Task details:
Quote the piece about Suzana and her mother word for word, starting with "When her mother" and going on through "a million dollars.".

When you watch your mother in tears, exhausted from the struggle of survival, you tend not to complain.”

When Suzana had a near fatal car accident, one of the first things she remembers thinking was, how would she keep this from her mother? Folly though, since she’s had more than a dozen surgeries, spent four months in a hospital/rehab facility, and didn’t walk for a year.

Suzana is caught between the two cultures: her mother’s traditional Korean that insists she live at home until she marries; and the American, in which classmates teased her about her lunch box containing seaweed and odd vegetables redolent with garlic. Quite different from their own Wonder Breaded affairs.

When her mother “conscripts” her to help cook at the church (albeit less frequently now that Un Hee is not in the best of health), Suzana knows their time together is precious and loves learning at her side. Her issue is the insane volume of preparation that goes into cooking for large numbers.

“It’s overwhelming. Never a few, always a pile.”

As good natured as Un Hee is, she’s been a victim of fraud a couple times– most recently losing her life savings by trusting “a bad person.” That’s the reason her retirement was temporary. She lost everything once before as well, about 20 years ago. Between the two, she’s out nearly half a million dollars.

Phrase grounding data:
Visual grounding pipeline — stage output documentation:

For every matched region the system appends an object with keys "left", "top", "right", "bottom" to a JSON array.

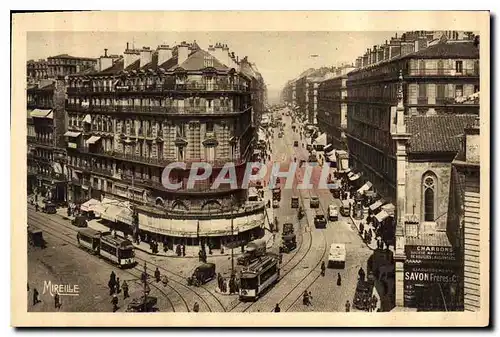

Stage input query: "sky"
[{"left": 27, "top": 31, "right": 399, "bottom": 95}]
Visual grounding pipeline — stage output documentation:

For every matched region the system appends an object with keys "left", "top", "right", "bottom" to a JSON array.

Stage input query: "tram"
[
  {"left": 76, "top": 228, "right": 135, "bottom": 268},
  {"left": 99, "top": 233, "right": 135, "bottom": 268},
  {"left": 239, "top": 255, "right": 280, "bottom": 301}
]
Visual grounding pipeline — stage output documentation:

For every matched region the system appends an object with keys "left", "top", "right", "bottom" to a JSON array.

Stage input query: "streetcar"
[
  {"left": 76, "top": 227, "right": 101, "bottom": 255},
  {"left": 76, "top": 227, "right": 135, "bottom": 268},
  {"left": 239, "top": 255, "right": 280, "bottom": 301},
  {"left": 99, "top": 232, "right": 135, "bottom": 268}
]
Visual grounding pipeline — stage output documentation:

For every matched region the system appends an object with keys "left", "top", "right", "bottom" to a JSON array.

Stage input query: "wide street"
[
  {"left": 28, "top": 105, "right": 372, "bottom": 312},
  {"left": 273, "top": 107, "right": 372, "bottom": 311}
]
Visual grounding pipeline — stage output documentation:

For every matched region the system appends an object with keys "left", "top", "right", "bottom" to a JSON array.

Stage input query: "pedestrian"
[
  {"left": 345, "top": 300, "right": 351, "bottom": 312},
  {"left": 358, "top": 267, "right": 365, "bottom": 281},
  {"left": 193, "top": 302, "right": 200, "bottom": 312},
  {"left": 108, "top": 278, "right": 116, "bottom": 296},
  {"left": 155, "top": 267, "right": 160, "bottom": 283},
  {"left": 111, "top": 294, "right": 118, "bottom": 312},
  {"left": 115, "top": 277, "right": 121, "bottom": 294},
  {"left": 54, "top": 292, "right": 61, "bottom": 310},
  {"left": 33, "top": 288, "right": 41, "bottom": 305},
  {"left": 161, "top": 275, "right": 168, "bottom": 287},
  {"left": 122, "top": 280, "right": 128, "bottom": 299},
  {"left": 372, "top": 295, "right": 378, "bottom": 311}
]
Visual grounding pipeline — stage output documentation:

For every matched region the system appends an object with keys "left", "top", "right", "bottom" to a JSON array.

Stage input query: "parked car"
[
  {"left": 309, "top": 196, "right": 319, "bottom": 208},
  {"left": 314, "top": 212, "right": 327, "bottom": 228},
  {"left": 328, "top": 205, "right": 339, "bottom": 221}
]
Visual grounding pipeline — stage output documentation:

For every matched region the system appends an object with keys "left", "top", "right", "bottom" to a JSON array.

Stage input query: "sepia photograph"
[{"left": 11, "top": 12, "right": 490, "bottom": 326}]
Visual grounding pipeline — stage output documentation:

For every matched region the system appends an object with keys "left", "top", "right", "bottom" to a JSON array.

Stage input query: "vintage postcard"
[{"left": 11, "top": 11, "right": 490, "bottom": 327}]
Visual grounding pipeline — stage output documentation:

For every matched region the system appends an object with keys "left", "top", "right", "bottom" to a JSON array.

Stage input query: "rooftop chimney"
[
  {"left": 98, "top": 49, "right": 113, "bottom": 71},
  {"left": 156, "top": 44, "right": 172, "bottom": 66},
  {"left": 177, "top": 41, "right": 189, "bottom": 64},
  {"left": 123, "top": 42, "right": 141, "bottom": 69},
  {"left": 208, "top": 42, "right": 229, "bottom": 67},
  {"left": 140, "top": 47, "right": 153, "bottom": 68}
]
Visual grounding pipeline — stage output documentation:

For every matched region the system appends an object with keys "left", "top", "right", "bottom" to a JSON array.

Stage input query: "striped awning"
[
  {"left": 83, "top": 115, "right": 92, "bottom": 124},
  {"left": 375, "top": 210, "right": 389, "bottom": 222},
  {"left": 368, "top": 200, "right": 383, "bottom": 211},
  {"left": 64, "top": 131, "right": 82, "bottom": 137},
  {"left": 358, "top": 181, "right": 372, "bottom": 194},
  {"left": 85, "top": 136, "right": 101, "bottom": 144},
  {"left": 30, "top": 109, "right": 54, "bottom": 119},
  {"left": 349, "top": 174, "right": 360, "bottom": 181}
]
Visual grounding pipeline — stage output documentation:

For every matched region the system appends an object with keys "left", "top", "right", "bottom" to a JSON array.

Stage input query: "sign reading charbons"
[{"left": 405, "top": 246, "right": 457, "bottom": 265}]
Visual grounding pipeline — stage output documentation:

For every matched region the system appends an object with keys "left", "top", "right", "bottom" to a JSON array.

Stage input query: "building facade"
[
  {"left": 66, "top": 42, "right": 264, "bottom": 245},
  {"left": 317, "top": 67, "right": 355, "bottom": 150},
  {"left": 448, "top": 119, "right": 481, "bottom": 312},
  {"left": 347, "top": 41, "right": 479, "bottom": 200},
  {"left": 27, "top": 79, "right": 67, "bottom": 203},
  {"left": 46, "top": 54, "right": 97, "bottom": 78}
]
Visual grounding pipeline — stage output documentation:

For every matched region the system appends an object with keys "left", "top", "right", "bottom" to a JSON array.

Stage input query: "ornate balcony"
[
  {"left": 78, "top": 148, "right": 247, "bottom": 169},
  {"left": 67, "top": 82, "right": 250, "bottom": 95}
]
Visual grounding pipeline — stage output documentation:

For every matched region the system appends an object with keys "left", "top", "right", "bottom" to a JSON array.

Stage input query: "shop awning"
[
  {"left": 375, "top": 210, "right": 389, "bottom": 222},
  {"left": 101, "top": 205, "right": 123, "bottom": 222},
  {"left": 349, "top": 174, "right": 360, "bottom": 181},
  {"left": 382, "top": 204, "right": 396, "bottom": 215},
  {"left": 314, "top": 133, "right": 326, "bottom": 146},
  {"left": 80, "top": 199, "right": 101, "bottom": 212},
  {"left": 30, "top": 109, "right": 54, "bottom": 119},
  {"left": 83, "top": 115, "right": 92, "bottom": 124},
  {"left": 116, "top": 208, "right": 134, "bottom": 226},
  {"left": 64, "top": 131, "right": 82, "bottom": 137},
  {"left": 135, "top": 207, "right": 264, "bottom": 238},
  {"left": 368, "top": 200, "right": 383, "bottom": 211},
  {"left": 85, "top": 136, "right": 101, "bottom": 144},
  {"left": 358, "top": 181, "right": 372, "bottom": 194},
  {"left": 248, "top": 187, "right": 259, "bottom": 198}
]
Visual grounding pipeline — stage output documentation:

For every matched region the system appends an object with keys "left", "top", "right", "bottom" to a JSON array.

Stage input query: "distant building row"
[{"left": 27, "top": 42, "right": 267, "bottom": 245}]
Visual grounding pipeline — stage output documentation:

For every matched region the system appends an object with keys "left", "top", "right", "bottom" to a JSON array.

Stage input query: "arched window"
[{"left": 423, "top": 174, "right": 436, "bottom": 221}]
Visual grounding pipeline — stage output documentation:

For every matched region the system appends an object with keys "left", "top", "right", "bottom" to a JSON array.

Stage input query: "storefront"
[
  {"left": 404, "top": 242, "right": 463, "bottom": 311},
  {"left": 133, "top": 202, "right": 265, "bottom": 248}
]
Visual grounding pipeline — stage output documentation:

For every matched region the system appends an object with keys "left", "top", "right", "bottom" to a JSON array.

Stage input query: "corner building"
[{"left": 66, "top": 42, "right": 264, "bottom": 246}]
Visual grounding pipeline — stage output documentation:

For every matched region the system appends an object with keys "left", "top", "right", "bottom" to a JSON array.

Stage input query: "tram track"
[
  {"left": 28, "top": 216, "right": 184, "bottom": 312},
  {"left": 28, "top": 210, "right": 226, "bottom": 312},
  {"left": 231, "top": 109, "right": 328, "bottom": 312}
]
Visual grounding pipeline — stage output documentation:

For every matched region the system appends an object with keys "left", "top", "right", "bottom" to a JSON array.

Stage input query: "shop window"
[{"left": 423, "top": 174, "right": 436, "bottom": 221}]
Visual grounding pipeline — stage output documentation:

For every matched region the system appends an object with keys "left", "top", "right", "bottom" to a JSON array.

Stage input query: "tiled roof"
[
  {"left": 405, "top": 115, "right": 477, "bottom": 153},
  {"left": 48, "top": 54, "right": 96, "bottom": 60},
  {"left": 124, "top": 59, "right": 141, "bottom": 71},
  {"left": 170, "top": 49, "right": 229, "bottom": 71},
  {"left": 96, "top": 59, "right": 125, "bottom": 75},
  {"left": 404, "top": 41, "right": 479, "bottom": 59}
]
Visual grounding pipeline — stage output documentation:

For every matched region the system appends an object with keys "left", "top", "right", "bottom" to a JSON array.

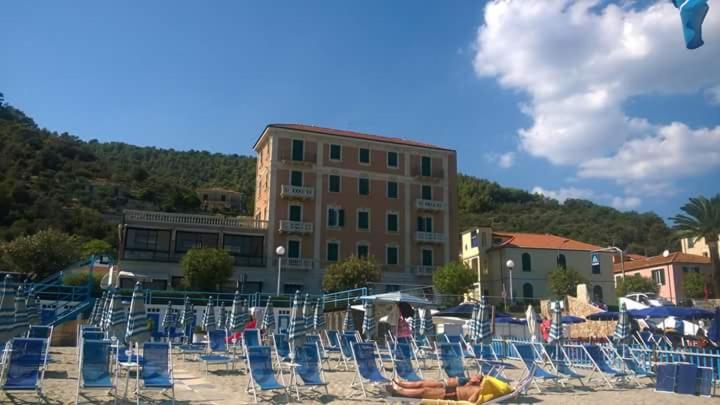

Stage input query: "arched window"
[
  {"left": 558, "top": 253, "right": 567, "bottom": 269},
  {"left": 522, "top": 253, "right": 532, "bottom": 271},
  {"left": 523, "top": 283, "right": 533, "bottom": 298},
  {"left": 593, "top": 285, "right": 603, "bottom": 302}
]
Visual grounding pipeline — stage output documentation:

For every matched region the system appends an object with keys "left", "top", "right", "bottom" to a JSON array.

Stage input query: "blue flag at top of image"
[{"left": 671, "top": 0, "right": 710, "bottom": 49}]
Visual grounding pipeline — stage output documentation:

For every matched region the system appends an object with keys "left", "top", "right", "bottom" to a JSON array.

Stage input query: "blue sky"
[{"left": 0, "top": 0, "right": 720, "bottom": 217}]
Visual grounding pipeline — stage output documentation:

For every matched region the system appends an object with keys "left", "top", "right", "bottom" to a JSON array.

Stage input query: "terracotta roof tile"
[
  {"left": 493, "top": 232, "right": 602, "bottom": 251},
  {"left": 260, "top": 124, "right": 454, "bottom": 152},
  {"left": 613, "top": 252, "right": 710, "bottom": 273}
]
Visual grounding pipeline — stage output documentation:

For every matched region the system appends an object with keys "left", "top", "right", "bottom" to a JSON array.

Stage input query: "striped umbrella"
[
  {"left": 363, "top": 301, "right": 377, "bottom": 340},
  {"left": 107, "top": 293, "right": 127, "bottom": 341},
  {"left": 13, "top": 284, "right": 28, "bottom": 336},
  {"left": 217, "top": 302, "right": 227, "bottom": 329},
  {"left": 416, "top": 308, "right": 435, "bottom": 337},
  {"left": 288, "top": 291, "right": 306, "bottom": 357},
  {"left": 548, "top": 301, "right": 563, "bottom": 343},
  {"left": 260, "top": 299, "right": 275, "bottom": 333},
  {"left": 0, "top": 274, "right": 15, "bottom": 343},
  {"left": 475, "top": 297, "right": 492, "bottom": 344},
  {"left": 343, "top": 304, "right": 355, "bottom": 332},
  {"left": 125, "top": 281, "right": 150, "bottom": 344},
  {"left": 613, "top": 302, "right": 630, "bottom": 343},
  {"left": 203, "top": 297, "right": 217, "bottom": 332},
  {"left": 312, "top": 298, "right": 325, "bottom": 333},
  {"left": 229, "top": 291, "right": 247, "bottom": 333}
]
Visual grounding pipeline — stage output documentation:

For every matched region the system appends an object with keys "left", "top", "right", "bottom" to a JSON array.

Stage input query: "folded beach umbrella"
[
  {"left": 288, "top": 291, "right": 305, "bottom": 357},
  {"left": 0, "top": 274, "right": 15, "bottom": 343},
  {"left": 422, "top": 308, "right": 435, "bottom": 337},
  {"left": 363, "top": 301, "right": 377, "bottom": 340},
  {"left": 13, "top": 284, "right": 28, "bottom": 337},
  {"left": 260, "top": 298, "right": 275, "bottom": 333},
  {"left": 548, "top": 301, "right": 562, "bottom": 343},
  {"left": 125, "top": 281, "right": 150, "bottom": 344},
  {"left": 107, "top": 293, "right": 127, "bottom": 341},
  {"left": 343, "top": 304, "right": 355, "bottom": 332},
  {"left": 313, "top": 298, "right": 325, "bottom": 333},
  {"left": 203, "top": 297, "right": 217, "bottom": 332}
]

Answer to this task:
When her mother “conscripts” her to help cook at the church (albeit less frequently now that Un Hee is not in the best of health), Suzana knows their time together is precious and loves learning at her side. Her issue is the insane volume of preparation that goes into cooking for large numbers.

“It’s overwhelming. Never a few, always a pile.”

As good natured as Un Hee is, she’s been a victim of fraud a couple times– most recently losing her life savings by trusting “a bad person.” That’s the reason her retirement was temporary. She lost everything once before as well, about 20 years ago. Between the two, she’s out nearly half a million dollars.